--- start of DATA SUPPLIED ---

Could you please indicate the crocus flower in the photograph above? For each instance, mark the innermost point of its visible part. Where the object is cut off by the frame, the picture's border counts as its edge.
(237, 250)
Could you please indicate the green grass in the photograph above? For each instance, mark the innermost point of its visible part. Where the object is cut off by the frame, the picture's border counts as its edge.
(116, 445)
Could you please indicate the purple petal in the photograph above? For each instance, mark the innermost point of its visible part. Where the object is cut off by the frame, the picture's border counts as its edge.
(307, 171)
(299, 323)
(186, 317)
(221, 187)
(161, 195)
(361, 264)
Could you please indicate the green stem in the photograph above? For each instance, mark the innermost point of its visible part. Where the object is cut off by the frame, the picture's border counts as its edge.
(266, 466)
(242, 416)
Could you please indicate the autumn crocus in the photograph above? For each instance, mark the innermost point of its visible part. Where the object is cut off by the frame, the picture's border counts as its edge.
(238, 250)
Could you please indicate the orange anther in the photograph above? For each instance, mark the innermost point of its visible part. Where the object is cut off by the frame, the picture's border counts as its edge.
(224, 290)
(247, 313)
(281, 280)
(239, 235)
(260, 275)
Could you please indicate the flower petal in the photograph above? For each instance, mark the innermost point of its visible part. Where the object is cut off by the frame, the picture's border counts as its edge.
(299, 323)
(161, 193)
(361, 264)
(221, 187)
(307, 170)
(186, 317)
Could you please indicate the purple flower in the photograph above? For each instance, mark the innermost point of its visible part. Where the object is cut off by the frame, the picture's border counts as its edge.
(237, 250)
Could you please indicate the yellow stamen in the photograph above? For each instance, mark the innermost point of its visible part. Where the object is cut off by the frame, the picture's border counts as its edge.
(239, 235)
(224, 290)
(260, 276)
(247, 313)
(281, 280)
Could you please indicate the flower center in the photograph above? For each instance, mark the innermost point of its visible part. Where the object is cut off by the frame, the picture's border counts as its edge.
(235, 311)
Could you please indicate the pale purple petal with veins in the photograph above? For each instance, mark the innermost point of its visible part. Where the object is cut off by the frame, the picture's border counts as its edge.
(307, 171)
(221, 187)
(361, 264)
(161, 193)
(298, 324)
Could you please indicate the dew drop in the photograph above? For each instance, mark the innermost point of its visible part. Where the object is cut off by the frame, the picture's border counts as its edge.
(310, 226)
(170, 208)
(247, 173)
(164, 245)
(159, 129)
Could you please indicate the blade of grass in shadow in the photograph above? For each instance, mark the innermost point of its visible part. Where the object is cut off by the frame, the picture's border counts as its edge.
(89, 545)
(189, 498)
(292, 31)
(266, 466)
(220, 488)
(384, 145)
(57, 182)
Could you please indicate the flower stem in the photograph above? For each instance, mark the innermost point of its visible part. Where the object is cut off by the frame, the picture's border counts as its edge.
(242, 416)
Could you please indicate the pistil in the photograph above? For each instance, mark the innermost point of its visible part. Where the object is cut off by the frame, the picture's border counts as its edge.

--- end of DATA SUPPLIED ---

- _TASK DESCRIPTION_: Convert the records between the line holding "Could you please indicate the dew" and the end of the records, inclusive, into a Markdown table with the columns Row and Line. Give each non-blank line its own row.

- _ANSWER FOR THIS EXERCISE_:
| Row | Line |
|---|---|
| 1 | Could you please indicate the dew drop in the photograph above? For each instance, mark the innermost point of its visible part. Where the object is cut off by the frame, the picture's border counts as its edge. |
| 2 | (310, 226) |
| 3 | (170, 208) |
| 4 | (247, 173) |
| 5 | (164, 245) |
| 6 | (159, 129) |
| 7 | Could you please indicate the blade of grass in shadow in the photograph above? For each instance, mark the innermost point of its visible part. Where the object is cut off by the frame, the picture's border counts as its edge. |
| 8 | (89, 545) |
| 9 | (189, 498) |
| 10 | (292, 31) |
| 11 | (266, 466) |
| 12 | (220, 488) |
| 13 | (384, 145) |
| 14 | (57, 182) |
| 15 | Could you please indicate the flower stem in the photograph above? For each instance, mark the innermost point of its visible part. Where the object is cut off by the frame, the picture's border counts as its edge. |
| 16 | (242, 416) |
| 17 | Could you please indicate the pistil in the photograph above? For each instance, mark the innermost point of its visible part. Where the object is cut off by the frame, the picture's border counts as its edge. |